**TEXT**
I essentially use the same system. I wouldn’t call it extreme as much as thorough. It works great. Deer don’t freak out on me unless they catch me moving. It’s also not ocd, because I’m the opposite of ocd. It’s a system you learn and make a practice. Really it’s just being clean with scent free clothes, complete outer covering with scent lok, and being careful not to contaminate your scent free clothes with scent by being careless or lazy.  Just leave your stuff in a plastic tote bin and get dressed at your vehicle at your hunting location.


----------



## Walt Donaldson (Feb 23, 2015)

LabtechLewis said:


> I appreciate the help. I found many similar disposable options. My concern would be lack of a good seal. If anyone is trained in APRs, you know what I mean. Do you have personal experience with those in the link you shared?
> 
> I know Jake endorses the "I Can Breathe Mask", but don't think that one is available through Amazon. (I don't mean to keep bringing it up, but this gift card is burning a hole in my pocket)


Here we go again with APRs!!

**EXERCISE SET**
**a)** Repeat the forum thread's wording between "## Walt Donaldson" and "in my pocket)", inclusive.
**b)** In the forum thread, what does the first poster say to leave your stuff in?
Rely only on the forum thread for your answers.

**RAW RECORDS**
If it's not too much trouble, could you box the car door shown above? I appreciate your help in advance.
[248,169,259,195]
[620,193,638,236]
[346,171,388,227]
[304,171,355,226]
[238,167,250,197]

**ANSWERS TO THE PROBLEMS**
**a)**
## Walt Donaldson (Feb 23, 2015)

LabtechLewis said:


> I appreciate the help. I found many similar disposable options. My concern would be lack of a good seal. If anyone is trained in APRs, you know what I mean. Do you have personal experience with those in the link you shared?
> 
> I know Jake endorses the "I Can Breathe Mask", but don't think that one is available through Amazon. (I don't mean to keep bringing it up, but this gift card is burning a hole in my pocket)

**b)** A plastic tote bin.